#### Supplied text
+ + + + + + +

Coffin portrait of a noblewoman

In the realm of culture the 1648–1764 period was dominated by the style of Baroque, with the final decades constituting also the early Enlightenment. The middle of the 18th century was a period of transition between the two. Being a part of the nonhomogeneous European Baroque, the Commonwealth holds a unique, original position. West European elements were blended with Oriental influence and native styles and traditions, all fully combined within the broader regional Sarmatism culture.

Close cultural contacts with Italy, which originated during the Renaissance, had remained strong ever since. Numerous Italian artists worked in the Commonwealth, supported by the royal and magnate courts, while many among the Polish upper nobility traveled to Italy to study, participate in pilgrimages or for sightseeing, and increasingly also to France, to cultivate aristocratic contacts and familiarize themselves with the Western ways of life, at such major centers as Paris or Versailles.

Western European tradition (Baroque art) – Portrait of John III Sobieski with his son Jakub Ludwik Sobieski in Roman costumes by Jan Tricius (Tretko).
Eastern European tradition (Byzantine art) – Pokrov of Our Lady – detail with King John III Sobieski and Queen Marysieńka by unknown Ruthenian.

In the 18th century the growing French cultural influence had become dominant, which paralleled the rising political importance of France in Europe and the flowering of its arts and literature. The two queens who were French, Marie Louise and Marie Casimire, contributed greatly to cultural contacts and to the increasingly common family ties between the French and Polish aristocratic circles. The court of Augustus II, himself an admirer of the French and follower of Versailles patterns, strengthened the trend and the French language was by then in common use, but mostly within the magnate class.

German cultural patterns influenced strongly the German and Protestant burghers, especially in Royal Prussia and Poznań area, some of whom were educated at Protestant universities in Germany. The German culture became significant in the 18th century Commonwealth in the context of the personal union with Saxony. Less prevalent, but also present was the influence of other Protestant West European cultures, among which at the earlier stages the Dutch was more significant than English. Jewish burgher circles in the Commonwealth were important in trade and cultural contacts. Some Jews were educated abroad at the few European universities that accepted Jewish candidates.

In Psalmodia polska Wespazjan Kochowski proclaimed the special mission of Poles as a chosen nation

The Eastern influences became clearly discernible and had been increasing throughout the 17th century. The nobility of the Commonwealth developed a preference for Tatar, Turkish, Persian and also East Slavic artistic tastes, which had to do with the wars fought on the Islamic front and the spoils brought back and with the presumed Black Sea shores (Sarmatian) origins of Polish nobles. Literary and linguistic interests were also pursued in that direction. Tadeusz Krusiński, a Jesuit missionary, traveled extensively and published in Latin, including a 1733 account of his experience in Persia.

+ + + + + + +

#### What is asked
• a. Which two French queens does the passage on Commonwealth culture name?
• b. Present the stretch of the records from their start through the line containing "M 235 141 L" as a Markdown table with the columns Row and Line. Number each non-blank line in order and omit blank lines.
The records have no connection to the passage on Commonwealth culture.

+ + + + + + +

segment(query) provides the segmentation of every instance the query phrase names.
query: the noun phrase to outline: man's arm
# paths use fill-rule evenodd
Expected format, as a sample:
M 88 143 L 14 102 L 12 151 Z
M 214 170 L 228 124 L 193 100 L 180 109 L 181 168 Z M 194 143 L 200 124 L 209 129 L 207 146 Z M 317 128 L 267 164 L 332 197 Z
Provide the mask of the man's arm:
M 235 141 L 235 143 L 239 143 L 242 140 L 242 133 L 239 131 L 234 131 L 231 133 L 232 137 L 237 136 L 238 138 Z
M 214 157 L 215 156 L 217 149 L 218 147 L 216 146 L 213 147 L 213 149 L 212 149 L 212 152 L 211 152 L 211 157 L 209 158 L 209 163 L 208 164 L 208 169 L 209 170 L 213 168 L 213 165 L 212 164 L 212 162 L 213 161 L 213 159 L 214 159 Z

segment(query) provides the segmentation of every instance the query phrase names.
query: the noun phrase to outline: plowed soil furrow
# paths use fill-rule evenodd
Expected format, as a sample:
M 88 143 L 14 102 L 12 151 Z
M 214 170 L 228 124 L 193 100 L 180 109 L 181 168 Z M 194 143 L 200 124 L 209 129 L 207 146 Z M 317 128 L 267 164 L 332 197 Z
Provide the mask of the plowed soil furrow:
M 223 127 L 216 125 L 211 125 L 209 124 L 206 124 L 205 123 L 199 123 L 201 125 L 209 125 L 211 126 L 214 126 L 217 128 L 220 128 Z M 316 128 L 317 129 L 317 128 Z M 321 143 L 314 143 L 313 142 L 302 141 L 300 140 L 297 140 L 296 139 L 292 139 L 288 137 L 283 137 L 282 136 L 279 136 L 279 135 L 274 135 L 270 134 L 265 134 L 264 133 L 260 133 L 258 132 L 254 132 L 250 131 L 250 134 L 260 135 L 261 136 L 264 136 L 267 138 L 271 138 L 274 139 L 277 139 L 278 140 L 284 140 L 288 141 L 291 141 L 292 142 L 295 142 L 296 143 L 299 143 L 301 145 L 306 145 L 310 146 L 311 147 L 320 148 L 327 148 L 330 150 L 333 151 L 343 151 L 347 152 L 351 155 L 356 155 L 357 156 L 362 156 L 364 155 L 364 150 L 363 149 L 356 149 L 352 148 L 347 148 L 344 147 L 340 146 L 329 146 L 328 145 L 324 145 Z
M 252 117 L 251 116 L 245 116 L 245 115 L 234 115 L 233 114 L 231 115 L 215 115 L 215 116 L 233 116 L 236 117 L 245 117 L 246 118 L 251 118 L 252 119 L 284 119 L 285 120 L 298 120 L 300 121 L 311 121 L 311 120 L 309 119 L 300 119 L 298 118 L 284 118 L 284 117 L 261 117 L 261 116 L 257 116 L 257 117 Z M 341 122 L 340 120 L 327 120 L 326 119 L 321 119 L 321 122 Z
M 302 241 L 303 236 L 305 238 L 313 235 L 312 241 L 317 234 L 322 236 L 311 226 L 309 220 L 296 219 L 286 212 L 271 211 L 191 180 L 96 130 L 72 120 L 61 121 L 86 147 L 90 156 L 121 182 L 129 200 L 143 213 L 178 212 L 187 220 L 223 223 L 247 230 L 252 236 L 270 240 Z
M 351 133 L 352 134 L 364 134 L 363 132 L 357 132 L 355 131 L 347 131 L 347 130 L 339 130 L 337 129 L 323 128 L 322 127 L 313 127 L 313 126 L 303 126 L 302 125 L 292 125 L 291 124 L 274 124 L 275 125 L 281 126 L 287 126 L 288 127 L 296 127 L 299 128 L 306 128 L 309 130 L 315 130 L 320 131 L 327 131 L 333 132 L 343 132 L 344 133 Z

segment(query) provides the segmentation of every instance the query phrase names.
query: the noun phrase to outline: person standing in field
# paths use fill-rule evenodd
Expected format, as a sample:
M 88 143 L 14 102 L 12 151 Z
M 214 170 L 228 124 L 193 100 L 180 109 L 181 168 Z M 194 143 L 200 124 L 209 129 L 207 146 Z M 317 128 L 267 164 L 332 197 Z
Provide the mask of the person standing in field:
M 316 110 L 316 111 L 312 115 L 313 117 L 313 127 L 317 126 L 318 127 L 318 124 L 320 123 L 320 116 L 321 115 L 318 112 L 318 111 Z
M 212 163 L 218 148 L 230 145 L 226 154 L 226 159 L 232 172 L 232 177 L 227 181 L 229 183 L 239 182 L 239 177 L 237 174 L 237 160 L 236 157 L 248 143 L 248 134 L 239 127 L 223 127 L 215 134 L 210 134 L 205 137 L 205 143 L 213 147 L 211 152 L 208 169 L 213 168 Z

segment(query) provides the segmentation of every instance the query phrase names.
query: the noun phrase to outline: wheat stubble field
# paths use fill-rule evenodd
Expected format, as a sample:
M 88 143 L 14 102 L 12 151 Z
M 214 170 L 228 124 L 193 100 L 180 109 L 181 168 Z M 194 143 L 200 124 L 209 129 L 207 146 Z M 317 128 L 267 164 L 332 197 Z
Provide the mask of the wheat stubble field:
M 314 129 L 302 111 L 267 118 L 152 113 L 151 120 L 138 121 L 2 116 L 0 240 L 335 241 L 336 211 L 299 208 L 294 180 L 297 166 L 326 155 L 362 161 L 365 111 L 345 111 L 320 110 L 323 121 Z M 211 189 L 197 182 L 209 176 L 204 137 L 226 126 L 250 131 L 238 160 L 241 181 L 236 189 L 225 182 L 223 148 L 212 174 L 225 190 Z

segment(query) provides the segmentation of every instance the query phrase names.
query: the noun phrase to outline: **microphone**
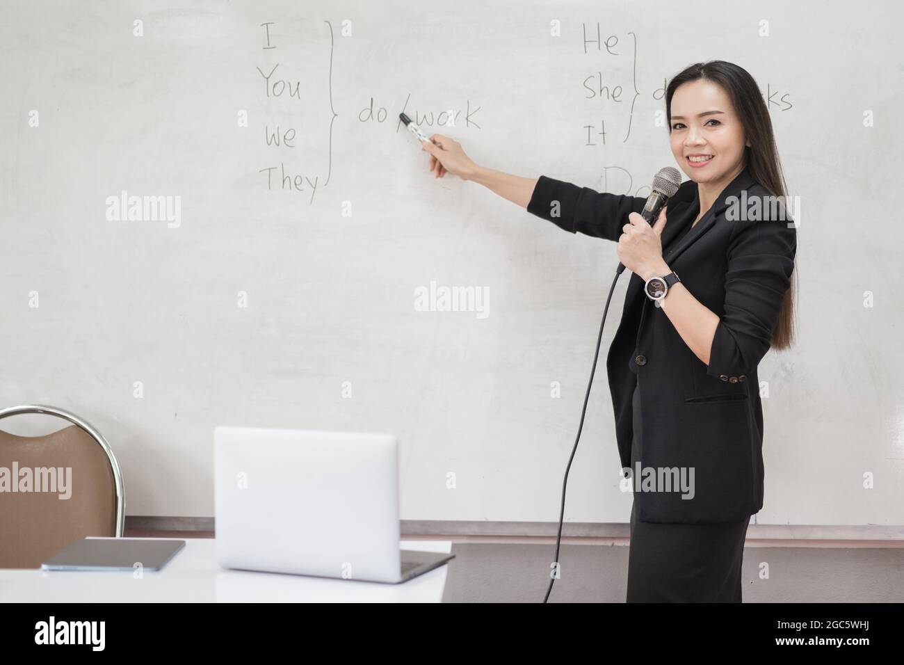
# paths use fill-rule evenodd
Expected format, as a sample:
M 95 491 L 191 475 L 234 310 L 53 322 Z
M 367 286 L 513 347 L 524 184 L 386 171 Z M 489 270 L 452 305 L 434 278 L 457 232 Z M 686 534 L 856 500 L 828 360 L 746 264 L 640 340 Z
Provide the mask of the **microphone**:
M 646 205 L 641 211 L 640 216 L 645 219 L 651 226 L 656 223 L 659 214 L 663 212 L 665 204 L 670 196 L 674 196 L 678 187 L 681 186 L 681 173 L 674 166 L 665 166 L 659 169 L 659 173 L 653 178 L 653 191 L 646 198 Z M 620 275 L 625 271 L 625 266 L 618 261 L 618 268 L 616 274 Z

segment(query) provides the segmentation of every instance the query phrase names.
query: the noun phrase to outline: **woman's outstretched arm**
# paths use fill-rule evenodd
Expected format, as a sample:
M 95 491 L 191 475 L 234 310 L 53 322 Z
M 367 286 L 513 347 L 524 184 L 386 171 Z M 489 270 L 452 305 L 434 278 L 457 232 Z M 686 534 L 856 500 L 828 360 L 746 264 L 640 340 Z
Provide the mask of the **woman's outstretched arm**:
M 458 141 L 441 134 L 434 134 L 430 140 L 432 144 L 424 141 L 421 147 L 430 153 L 430 170 L 435 177 L 451 173 L 474 180 L 571 233 L 580 232 L 617 242 L 628 214 L 639 213 L 646 204 L 645 199 L 636 196 L 600 193 L 546 176 L 526 178 L 478 166 Z

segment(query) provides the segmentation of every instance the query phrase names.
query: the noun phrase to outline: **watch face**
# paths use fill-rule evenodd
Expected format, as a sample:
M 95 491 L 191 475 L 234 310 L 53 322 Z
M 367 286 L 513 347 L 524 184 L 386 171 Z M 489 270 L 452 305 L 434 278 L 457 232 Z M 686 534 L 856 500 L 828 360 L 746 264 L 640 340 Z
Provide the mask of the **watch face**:
M 646 282 L 646 295 L 650 298 L 662 298 L 665 295 L 665 280 L 661 277 L 654 277 Z

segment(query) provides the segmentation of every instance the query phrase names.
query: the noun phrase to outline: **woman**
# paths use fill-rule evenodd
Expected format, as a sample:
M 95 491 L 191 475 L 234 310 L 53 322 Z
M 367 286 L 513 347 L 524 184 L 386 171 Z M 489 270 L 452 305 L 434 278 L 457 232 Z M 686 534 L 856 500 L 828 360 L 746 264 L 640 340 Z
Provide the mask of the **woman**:
M 653 226 L 644 198 L 478 166 L 439 135 L 423 148 L 436 177 L 473 180 L 618 243 L 634 274 L 607 369 L 633 476 L 627 600 L 739 603 L 747 527 L 763 506 L 757 367 L 791 345 L 796 233 L 768 110 L 745 70 L 693 64 L 669 82 L 665 109 L 690 180 Z

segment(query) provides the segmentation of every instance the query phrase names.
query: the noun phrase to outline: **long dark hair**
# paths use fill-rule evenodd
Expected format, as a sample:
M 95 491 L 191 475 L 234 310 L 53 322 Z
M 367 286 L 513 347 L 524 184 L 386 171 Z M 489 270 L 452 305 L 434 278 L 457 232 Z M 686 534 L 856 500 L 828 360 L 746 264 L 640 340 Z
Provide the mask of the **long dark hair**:
M 728 94 L 734 106 L 734 111 L 744 128 L 749 146 L 744 147 L 744 163 L 753 179 L 763 185 L 773 196 L 784 200 L 787 195 L 787 185 L 782 174 L 776 147 L 776 137 L 772 131 L 772 119 L 766 102 L 759 91 L 757 81 L 742 67 L 723 60 L 709 62 L 696 62 L 679 72 L 669 81 L 665 91 L 665 119 L 672 133 L 672 96 L 682 83 L 705 79 L 718 83 Z M 791 283 L 785 292 L 778 323 L 772 331 L 771 347 L 777 350 L 788 348 L 794 340 L 794 301 L 796 290 L 797 261 L 795 258 Z

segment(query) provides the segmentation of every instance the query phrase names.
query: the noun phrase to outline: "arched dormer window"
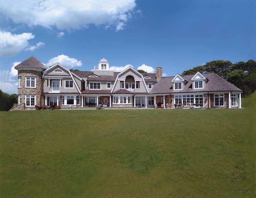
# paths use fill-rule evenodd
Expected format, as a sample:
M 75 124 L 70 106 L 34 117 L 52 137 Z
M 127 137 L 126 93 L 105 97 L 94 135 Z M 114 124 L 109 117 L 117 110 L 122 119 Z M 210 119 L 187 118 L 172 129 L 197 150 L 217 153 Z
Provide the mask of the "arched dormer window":
M 54 72 L 63 72 L 63 71 L 60 69 L 56 69 L 54 71 Z

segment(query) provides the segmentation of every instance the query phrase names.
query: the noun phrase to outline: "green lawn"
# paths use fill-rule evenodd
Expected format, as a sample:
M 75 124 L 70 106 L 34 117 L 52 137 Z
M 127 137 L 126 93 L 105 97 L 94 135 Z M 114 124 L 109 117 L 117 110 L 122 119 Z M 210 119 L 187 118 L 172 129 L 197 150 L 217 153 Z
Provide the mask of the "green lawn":
M 1 197 L 255 197 L 244 109 L 1 113 Z

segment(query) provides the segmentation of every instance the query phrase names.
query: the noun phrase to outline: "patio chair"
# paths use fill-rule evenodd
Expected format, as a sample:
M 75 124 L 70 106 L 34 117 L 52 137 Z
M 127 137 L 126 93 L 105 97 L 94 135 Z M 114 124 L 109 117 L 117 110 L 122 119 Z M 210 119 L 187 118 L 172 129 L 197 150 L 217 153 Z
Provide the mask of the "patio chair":
M 36 110 L 41 110 L 43 107 L 42 106 L 40 106 L 36 105 L 35 105 L 35 107 Z
M 42 105 L 43 107 L 43 110 L 44 110 L 45 109 L 49 109 L 49 108 L 45 104 L 43 104 Z
M 56 106 L 55 107 L 55 109 L 60 109 L 61 107 L 61 104 L 59 104 L 57 106 Z
M 51 110 L 53 110 L 55 109 L 55 105 L 54 104 L 51 105 L 49 107 L 49 109 Z

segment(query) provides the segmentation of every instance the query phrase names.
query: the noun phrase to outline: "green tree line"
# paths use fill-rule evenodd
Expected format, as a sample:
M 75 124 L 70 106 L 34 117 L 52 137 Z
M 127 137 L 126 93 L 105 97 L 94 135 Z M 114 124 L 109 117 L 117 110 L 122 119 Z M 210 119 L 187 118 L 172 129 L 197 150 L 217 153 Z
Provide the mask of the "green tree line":
M 16 94 L 9 95 L 0 89 L 0 111 L 8 111 L 14 104 L 18 102 L 18 95 Z
M 256 62 L 249 60 L 233 64 L 229 61 L 218 60 L 186 70 L 182 75 L 214 72 L 244 91 L 243 96 L 256 90 Z

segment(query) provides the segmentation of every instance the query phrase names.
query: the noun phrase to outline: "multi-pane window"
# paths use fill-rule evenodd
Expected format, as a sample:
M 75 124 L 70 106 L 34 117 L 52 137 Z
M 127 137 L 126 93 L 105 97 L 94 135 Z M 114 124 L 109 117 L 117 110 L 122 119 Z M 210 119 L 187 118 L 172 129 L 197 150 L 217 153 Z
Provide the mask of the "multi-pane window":
M 67 104 L 74 104 L 74 96 L 67 96 Z
M 25 87 L 30 88 L 35 88 L 35 77 L 26 77 L 26 86 Z
M 65 87 L 66 88 L 73 88 L 73 80 L 65 80 Z
M 148 105 L 151 105 L 154 104 L 154 97 L 148 97 Z
M 90 89 L 100 89 L 100 82 L 90 82 Z
M 80 96 L 77 96 L 77 105 L 80 105 Z
M 183 95 L 182 96 L 183 104 L 185 106 L 190 105 L 194 103 L 194 95 Z
M 215 94 L 214 95 L 215 106 L 224 106 L 224 94 Z
M 238 94 L 231 94 L 231 106 L 238 106 Z
M 174 83 L 175 89 L 182 89 L 181 82 L 175 82 Z
M 19 94 L 18 96 L 18 97 L 19 98 L 18 100 L 18 104 L 20 104 L 21 103 L 21 94 Z
M 18 81 L 18 87 L 22 87 L 22 78 L 21 77 L 19 77 L 19 80 Z
M 203 81 L 195 81 L 195 89 L 198 89 L 202 88 Z
M 34 106 L 35 104 L 35 95 L 25 95 L 26 106 Z

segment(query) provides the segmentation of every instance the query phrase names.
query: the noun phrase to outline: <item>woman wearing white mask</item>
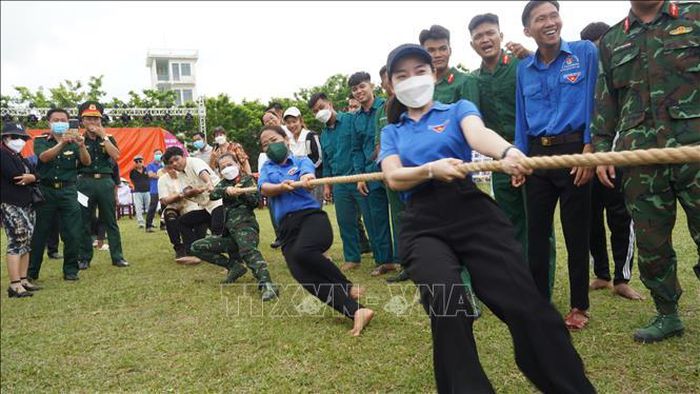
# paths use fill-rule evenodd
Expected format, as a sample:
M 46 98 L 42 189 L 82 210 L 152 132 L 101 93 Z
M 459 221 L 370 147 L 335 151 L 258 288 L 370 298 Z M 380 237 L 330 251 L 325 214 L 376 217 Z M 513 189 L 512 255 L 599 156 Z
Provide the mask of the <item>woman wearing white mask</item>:
M 472 333 L 474 311 L 460 272 L 504 321 L 516 363 L 543 392 L 594 392 L 561 316 L 540 295 L 508 219 L 460 164 L 471 150 L 521 176 L 524 155 L 484 126 L 474 104 L 433 102 L 435 69 L 422 47 L 404 44 L 387 60 L 396 98 L 388 106 L 378 161 L 406 201 L 400 258 L 431 320 L 438 392 L 493 392 Z
M 39 290 L 27 281 L 29 251 L 36 214 L 32 206 L 32 184 L 36 182 L 34 166 L 22 157 L 29 135 L 22 125 L 6 123 L 0 145 L 0 210 L 7 234 L 7 272 L 10 298 L 30 297 Z
M 223 283 L 235 282 L 245 274 L 247 266 L 258 281 L 262 300 L 269 301 L 277 297 L 277 285 L 272 283 L 267 262 L 258 249 L 260 226 L 255 218 L 255 208 L 260 194 L 239 192 L 241 187 L 254 187 L 255 179 L 240 172 L 240 166 L 231 153 L 221 155 L 219 169 L 223 179 L 216 184 L 209 198 L 223 201 L 228 231 L 221 236 L 195 241 L 192 254 L 228 269 Z
M 228 141 L 226 139 L 226 130 L 219 126 L 214 129 L 214 150 L 211 152 L 209 158 L 209 167 L 216 170 L 218 169 L 219 157 L 224 153 L 231 153 L 236 157 L 236 160 L 241 163 L 241 172 L 246 174 L 252 174 L 253 171 L 250 168 L 250 162 L 248 161 L 248 154 L 245 153 L 243 145 L 235 141 Z
M 301 111 L 297 107 L 289 107 L 284 111 L 284 124 L 292 133 L 290 141 L 290 150 L 294 156 L 306 156 L 313 163 L 316 169 L 316 178 L 321 178 L 323 175 L 321 141 L 316 132 L 306 128 L 304 118 L 301 117 Z M 314 187 L 311 192 L 316 201 L 323 206 L 323 186 Z

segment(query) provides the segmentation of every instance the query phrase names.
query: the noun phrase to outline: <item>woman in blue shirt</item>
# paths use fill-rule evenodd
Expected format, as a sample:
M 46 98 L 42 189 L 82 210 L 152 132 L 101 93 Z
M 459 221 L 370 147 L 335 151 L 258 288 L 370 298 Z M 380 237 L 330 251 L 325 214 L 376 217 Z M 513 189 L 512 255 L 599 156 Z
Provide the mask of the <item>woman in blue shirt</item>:
M 404 44 L 387 60 L 396 99 L 387 108 L 378 161 L 406 201 L 400 260 L 431 320 L 438 392 L 493 392 L 472 333 L 473 311 L 460 276 L 510 329 L 515 359 L 543 392 L 594 392 L 569 332 L 537 291 L 513 226 L 460 167 L 472 147 L 521 176 L 524 155 L 487 129 L 474 104 L 433 102 L 435 70 L 423 48 Z
M 272 200 L 274 220 L 279 223 L 282 254 L 294 279 L 309 293 L 354 321 L 350 334 L 360 335 L 374 311 L 357 300 L 363 290 L 353 285 L 323 253 L 333 244 L 328 215 L 309 190 L 315 168 L 307 157 L 292 156 L 284 130 L 266 126 L 260 145 L 268 161 L 260 169 L 258 188 Z M 293 182 L 306 183 L 296 188 Z

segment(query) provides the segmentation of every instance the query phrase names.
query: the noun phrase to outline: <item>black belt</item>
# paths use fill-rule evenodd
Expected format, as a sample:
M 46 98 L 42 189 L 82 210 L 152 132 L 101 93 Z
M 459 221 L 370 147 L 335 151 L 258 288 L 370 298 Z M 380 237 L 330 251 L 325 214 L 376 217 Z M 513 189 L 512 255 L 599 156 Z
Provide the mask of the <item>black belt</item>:
M 583 142 L 583 132 L 574 131 L 569 134 L 551 135 L 546 137 L 530 137 L 530 142 L 541 146 L 554 146 L 570 142 Z
M 64 187 L 73 186 L 72 181 L 41 181 L 41 184 L 52 189 L 63 189 Z
M 81 178 L 94 178 L 94 179 L 109 178 L 111 176 L 112 176 L 112 174 L 80 174 Z

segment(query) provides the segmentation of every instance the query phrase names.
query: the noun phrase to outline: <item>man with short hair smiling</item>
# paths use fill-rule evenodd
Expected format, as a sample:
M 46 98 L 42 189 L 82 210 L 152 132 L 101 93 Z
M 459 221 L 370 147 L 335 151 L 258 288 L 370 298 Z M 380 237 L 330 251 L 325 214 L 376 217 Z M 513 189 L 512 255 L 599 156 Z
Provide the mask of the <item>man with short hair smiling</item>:
M 433 58 L 437 82 L 433 99 L 443 104 L 452 104 L 466 99 L 479 107 L 479 88 L 476 78 L 455 67 L 450 67 L 450 31 L 440 25 L 424 29 L 418 36 L 420 45 Z
M 494 14 L 477 15 L 469 22 L 469 43 L 481 57 L 481 66 L 474 70 L 478 78 L 479 111 L 486 127 L 498 133 L 506 141 L 515 140 L 515 84 L 519 57 L 512 52 L 501 49 L 503 33 Z M 506 47 L 521 47 L 509 42 Z M 522 50 L 527 57 L 527 50 Z M 498 205 L 515 226 L 515 236 L 523 246 L 527 260 L 527 207 L 525 205 L 525 186 L 511 185 L 510 176 L 491 173 L 491 191 Z M 549 288 L 554 286 L 556 268 L 556 246 L 554 234 L 550 236 Z
M 80 120 L 85 126 L 85 145 L 92 158 L 90 165 L 83 165 L 78 170 L 80 173 L 78 191 L 88 197 L 88 207 L 82 208 L 84 231 L 80 251 L 81 269 L 88 268 L 93 257 L 89 228 L 90 212 L 94 207 L 98 208 L 100 221 L 107 230 L 112 265 L 120 268 L 129 266 L 122 254 L 122 239 L 115 212 L 115 182 L 112 179 L 114 165 L 119 160 L 120 151 L 117 141 L 108 135 L 102 126 L 103 111 L 102 104 L 96 101 L 86 101 L 78 108 Z
M 597 49 L 590 41 L 561 39 L 562 20 L 556 1 L 530 1 L 523 10 L 525 35 L 537 43 L 537 52 L 518 65 L 515 141 L 530 156 L 592 152 L 590 124 L 598 74 Z M 549 241 L 554 211 L 560 215 L 569 266 L 571 311 L 569 329 L 588 323 L 588 242 L 590 180 L 593 169 L 574 167 L 535 170 L 527 177 L 528 262 L 544 296 L 550 295 Z M 513 179 L 522 184 L 524 177 Z
M 39 278 L 46 239 L 58 216 L 63 239 L 63 279 L 74 281 L 78 280 L 78 255 L 82 236 L 76 186 L 78 165 L 90 165 L 91 159 L 85 147 L 85 139 L 77 134 L 78 130 L 69 131 L 68 111 L 62 108 L 50 109 L 46 113 L 46 119 L 51 132 L 34 139 L 37 183 L 45 201 L 36 210 L 27 277 L 32 281 Z
M 352 160 L 353 173 L 365 174 L 379 170 L 374 161 L 374 140 L 378 110 L 384 99 L 374 97 L 374 85 L 368 73 L 361 71 L 350 76 L 348 86 L 353 97 L 360 102 L 360 109 L 352 115 Z M 389 229 L 389 201 L 383 182 L 357 182 L 357 190 L 362 195 L 360 209 L 377 267 L 372 276 L 384 275 L 396 270 L 391 251 L 391 230 Z M 346 269 L 357 265 L 347 265 Z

+ + + + + + +

#### Solved problems
• a. Marie Louise and Marie Casimire.

• b.
| Row | Line |
|---|---|
| 1 | segment(query) provides the segmentation of every instance the query phrase names. |
| 2 | query: the noun phrase to outline: man's arm |
| 3 | # paths use fill-rule evenodd |
| 4 | Expected format, as a sample: |
| 5 | M 88 143 L 14 102 L 12 151 Z |
| 6 | M 214 170 L 228 124 L 193 100 L 180 109 L 181 168 Z M 194 143 L 200 124 L 209 129 L 207 146 Z M 317 128 L 267 164 L 332 197 Z |
| 7 | Provide the mask of the man's arm: |
| 8 | M 235 141 L 235 143 L 239 143 L 242 140 L 242 133 L 239 131 L 234 131 L 231 133 L 232 137 L 237 136 L 238 138 Z |